§ **REQUEST**: Copy the part of the data below that opens with the line containing "Q: Can you identify the bounding box of the bumblebee" and closes with the line containing "[202,90,215,98]", reproducing each line unchanged.

§ **SUPPLIED RECORDS**:

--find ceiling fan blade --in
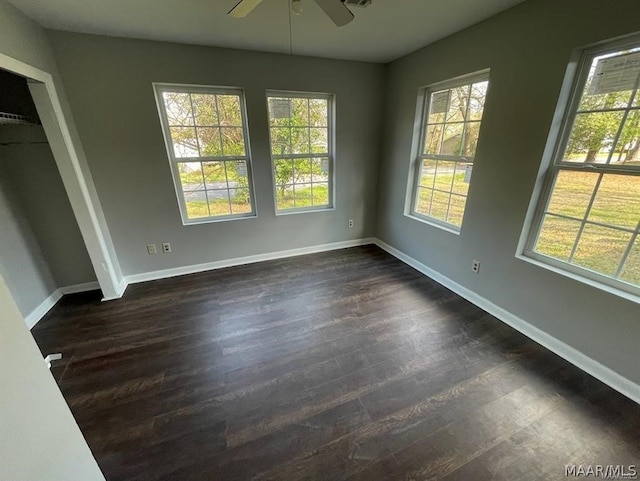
[315,0,353,27]
[227,0,262,18]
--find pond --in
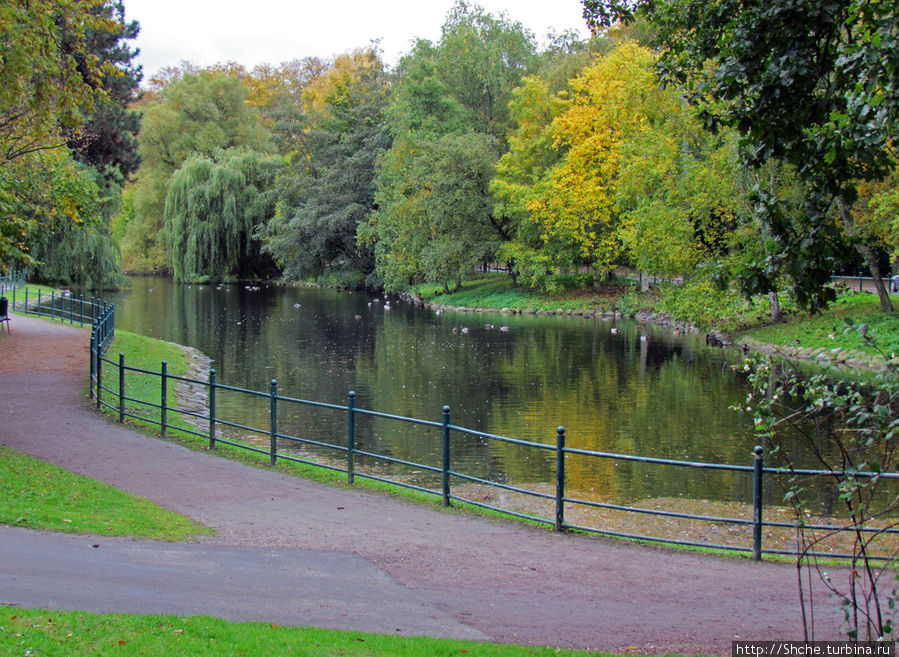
[113,277,756,502]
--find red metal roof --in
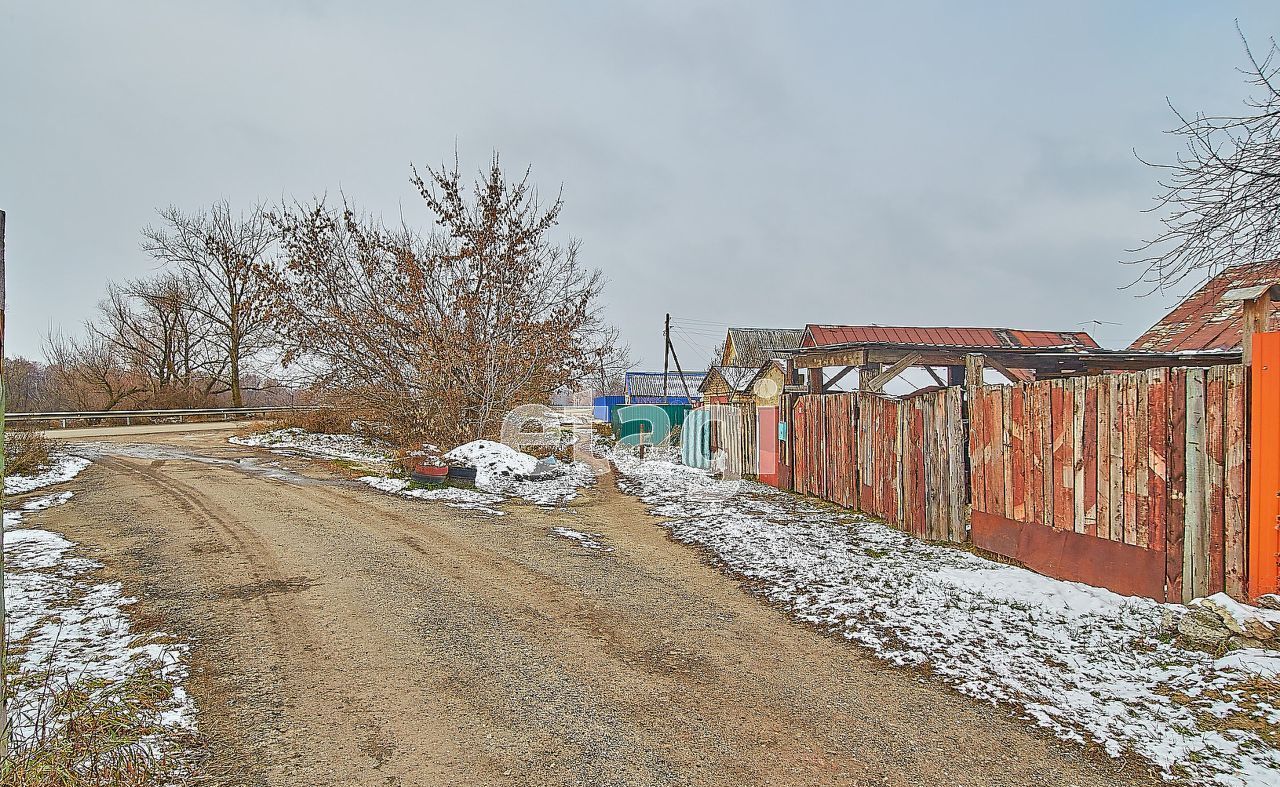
[800,325,1098,349]
[1129,260,1280,352]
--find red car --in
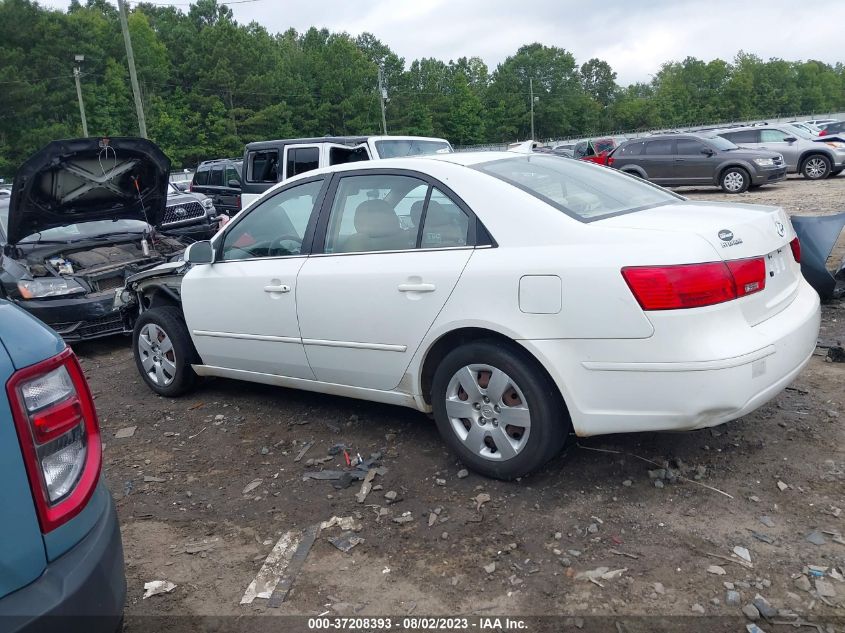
[572,137,627,165]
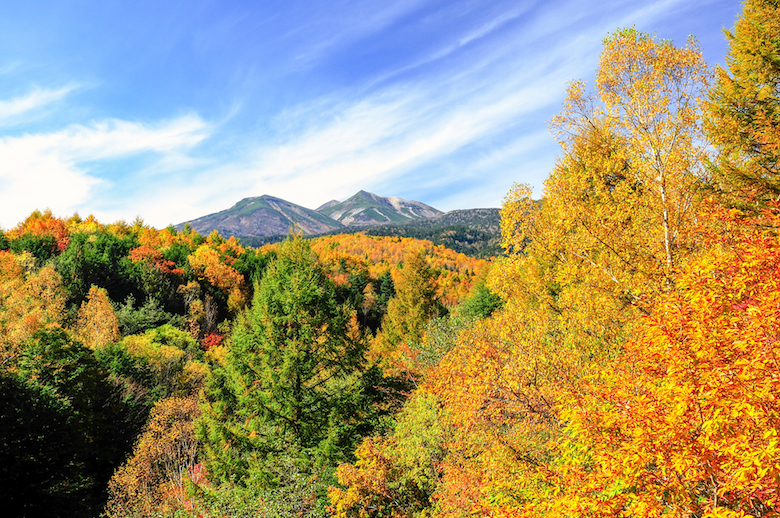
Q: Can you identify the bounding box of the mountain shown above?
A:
[177,191,501,257]
[182,195,343,237]
[350,209,503,258]
[317,191,443,227]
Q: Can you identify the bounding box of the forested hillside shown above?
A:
[0,0,780,518]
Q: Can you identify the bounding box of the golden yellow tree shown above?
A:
[74,286,119,349]
[106,397,199,518]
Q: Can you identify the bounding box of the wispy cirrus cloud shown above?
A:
[0,85,78,125]
[0,115,208,227]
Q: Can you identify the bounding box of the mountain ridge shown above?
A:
[176,190,444,238]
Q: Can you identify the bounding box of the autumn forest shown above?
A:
[0,0,780,518]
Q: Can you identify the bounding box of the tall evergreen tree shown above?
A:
[707,0,780,209]
[199,239,372,486]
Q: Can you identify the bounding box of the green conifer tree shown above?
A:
[707,0,780,209]
[199,238,372,487]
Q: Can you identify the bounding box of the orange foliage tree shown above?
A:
[106,397,199,518]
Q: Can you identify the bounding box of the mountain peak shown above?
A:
[317,190,442,226]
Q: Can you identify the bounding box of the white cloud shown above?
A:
[0,115,207,228]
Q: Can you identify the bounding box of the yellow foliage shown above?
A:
[74,286,119,349]
[106,397,199,518]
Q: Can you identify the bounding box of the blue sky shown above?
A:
[0,0,741,228]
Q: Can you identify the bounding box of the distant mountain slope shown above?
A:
[317,191,443,227]
[360,209,503,258]
[183,195,343,237]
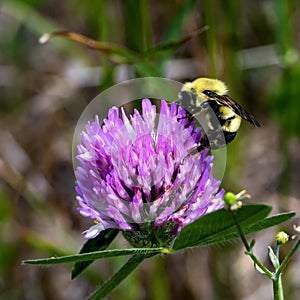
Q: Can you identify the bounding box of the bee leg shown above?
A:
[223,131,236,144]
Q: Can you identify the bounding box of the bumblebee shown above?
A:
[178,78,261,149]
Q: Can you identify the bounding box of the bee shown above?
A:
[178,78,261,150]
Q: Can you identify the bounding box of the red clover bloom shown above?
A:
[75,99,224,247]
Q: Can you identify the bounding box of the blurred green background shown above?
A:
[0,0,300,300]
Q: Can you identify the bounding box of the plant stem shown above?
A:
[88,253,157,300]
[231,212,274,280]
[275,236,300,277]
[272,274,284,300]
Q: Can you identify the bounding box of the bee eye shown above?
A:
[202,90,215,98]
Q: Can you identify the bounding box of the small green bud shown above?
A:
[224,192,238,206]
[276,231,289,244]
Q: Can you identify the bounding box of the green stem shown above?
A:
[275,236,300,277]
[273,274,284,300]
[88,253,157,300]
[231,212,274,280]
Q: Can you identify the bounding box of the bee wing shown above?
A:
[215,94,261,127]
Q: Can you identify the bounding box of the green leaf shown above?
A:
[88,253,157,300]
[72,228,119,279]
[173,204,294,251]
[22,248,168,265]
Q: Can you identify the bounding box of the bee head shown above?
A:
[182,78,228,103]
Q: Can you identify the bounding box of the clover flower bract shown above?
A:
[75,99,224,246]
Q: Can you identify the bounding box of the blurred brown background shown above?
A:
[0,0,300,300]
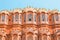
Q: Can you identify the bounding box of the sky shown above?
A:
[0,0,60,10]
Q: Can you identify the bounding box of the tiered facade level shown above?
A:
[0,7,60,40]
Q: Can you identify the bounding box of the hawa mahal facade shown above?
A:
[0,7,60,40]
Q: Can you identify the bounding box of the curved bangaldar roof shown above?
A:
[0,10,9,14]
[52,9,59,14]
[23,6,37,12]
[38,8,47,13]
[12,8,22,13]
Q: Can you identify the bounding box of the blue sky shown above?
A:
[0,0,60,10]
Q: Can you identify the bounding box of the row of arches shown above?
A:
[0,28,60,40]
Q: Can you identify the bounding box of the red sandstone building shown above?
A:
[0,7,60,40]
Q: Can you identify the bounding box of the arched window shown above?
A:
[20,15,22,22]
[55,14,59,21]
[24,14,26,22]
[19,36,21,40]
[15,14,19,21]
[27,35,33,40]
[42,14,45,21]
[34,14,36,22]
[28,14,33,21]
[13,34,18,40]
[57,35,60,40]
[1,15,5,22]
[0,35,2,40]
[35,36,38,40]
[52,15,54,22]
[38,15,40,22]
[42,34,47,40]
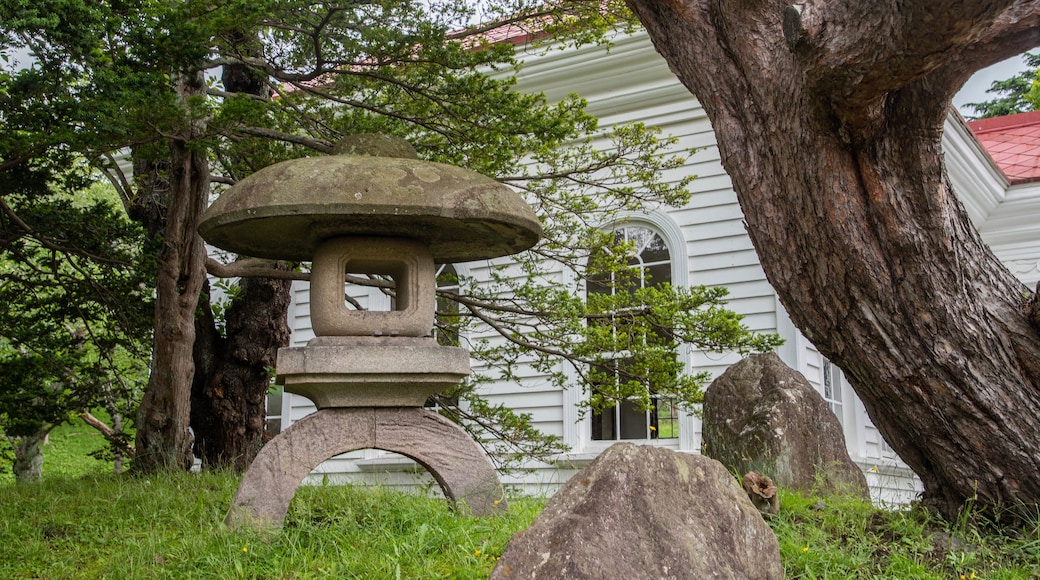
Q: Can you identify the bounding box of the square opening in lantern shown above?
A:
[311,238,437,337]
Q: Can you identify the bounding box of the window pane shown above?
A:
[618,401,647,439]
[586,226,678,441]
[641,234,672,262]
[646,263,672,286]
[592,407,618,441]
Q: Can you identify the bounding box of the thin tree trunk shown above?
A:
[191,31,290,471]
[191,264,291,471]
[133,74,209,473]
[629,0,1040,517]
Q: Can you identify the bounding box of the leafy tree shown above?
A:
[628,0,1040,525]
[0,0,773,471]
[968,53,1040,118]
[0,167,150,482]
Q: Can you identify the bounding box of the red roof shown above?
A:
[968,111,1040,184]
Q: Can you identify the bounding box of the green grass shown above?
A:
[770,492,1040,580]
[6,427,1040,580]
[0,473,540,579]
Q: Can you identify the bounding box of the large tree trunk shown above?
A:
[133,74,209,473]
[191,264,291,472]
[185,31,290,471]
[629,0,1040,517]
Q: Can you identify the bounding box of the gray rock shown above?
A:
[701,352,869,498]
[491,443,783,580]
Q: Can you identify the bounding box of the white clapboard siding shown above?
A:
[276,29,1040,503]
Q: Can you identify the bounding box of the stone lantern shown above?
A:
[199,136,541,526]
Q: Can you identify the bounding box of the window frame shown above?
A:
[562,211,700,455]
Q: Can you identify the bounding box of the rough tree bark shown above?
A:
[185,36,291,472]
[191,264,291,472]
[628,0,1040,517]
[133,74,209,473]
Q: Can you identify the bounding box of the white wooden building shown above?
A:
[269,32,1040,509]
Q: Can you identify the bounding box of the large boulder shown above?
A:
[491,443,783,580]
[701,352,869,498]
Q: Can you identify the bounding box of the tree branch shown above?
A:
[782,0,1040,108]
[79,411,136,458]
[206,258,311,281]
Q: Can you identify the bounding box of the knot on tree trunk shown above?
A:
[783,2,821,51]
[1025,282,1040,332]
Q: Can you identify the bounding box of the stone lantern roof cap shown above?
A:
[199,155,542,262]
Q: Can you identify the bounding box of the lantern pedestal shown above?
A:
[227,407,506,528]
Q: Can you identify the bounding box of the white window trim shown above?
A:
[560,211,700,462]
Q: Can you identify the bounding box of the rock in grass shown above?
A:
[701,352,870,499]
[491,443,783,580]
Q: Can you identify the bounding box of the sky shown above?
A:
[954,56,1028,118]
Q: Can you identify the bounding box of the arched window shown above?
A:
[586,225,679,441]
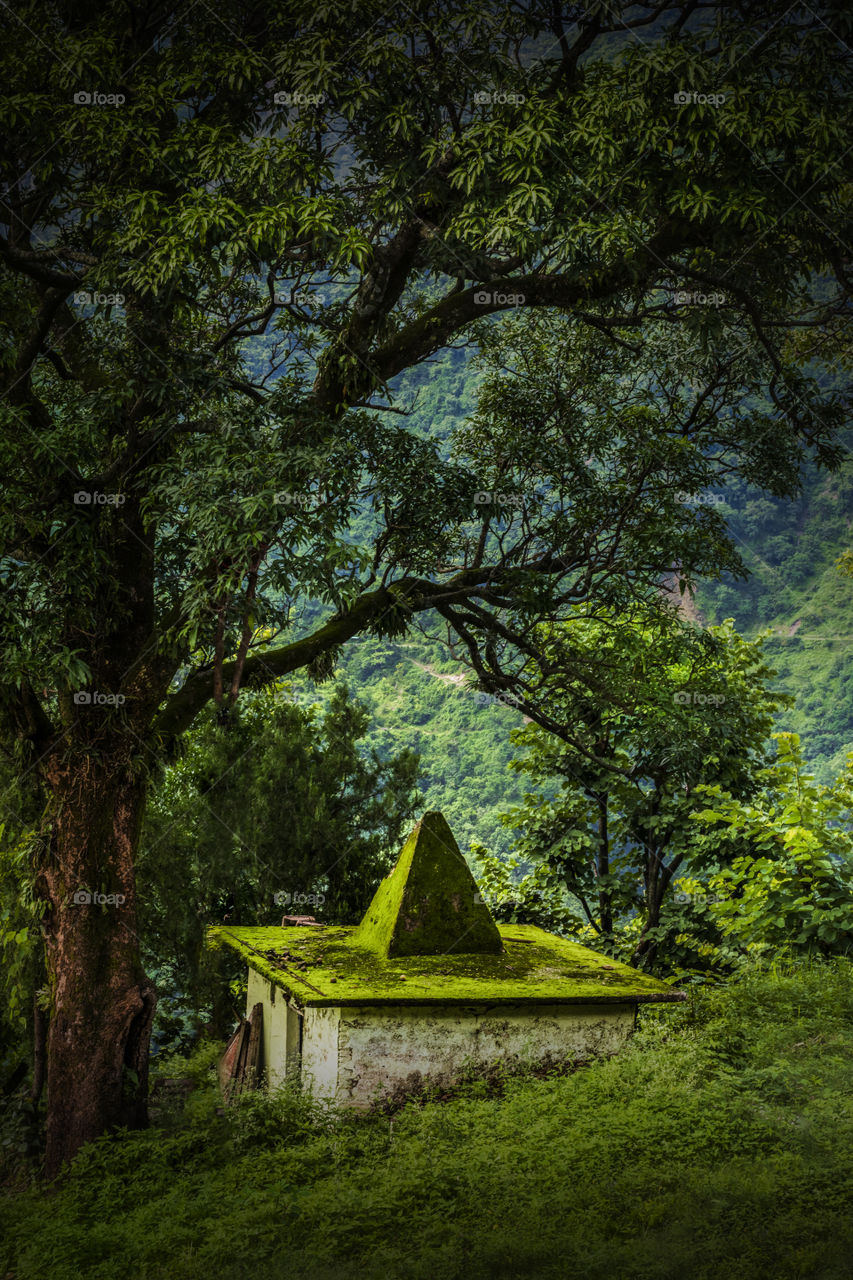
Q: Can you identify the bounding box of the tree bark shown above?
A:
[41,750,156,1178]
[29,992,47,1105]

§ **WORKED ANSWER**:
Q: Can you identify the bounding box of the bumblebee shown above?
A:
[178,78,261,149]
Q: Can you identify the bounding box of the bee shown above?
A:
[178,78,261,150]
Q: Can you identify the bounding box of the red clover bloom shown above?
A:
[75,99,224,247]
Q: Can you identify the bounding box of the blurred green background shown above?
A:
[0,0,300,300]
Q: Can you identify the bounding box of the plant stem shown above?
A:
[88,253,157,300]
[231,212,274,280]
[275,236,300,277]
[272,274,284,300]
Q: Can you identify the bounding box of the bee eye shown above?
A:
[202,90,215,98]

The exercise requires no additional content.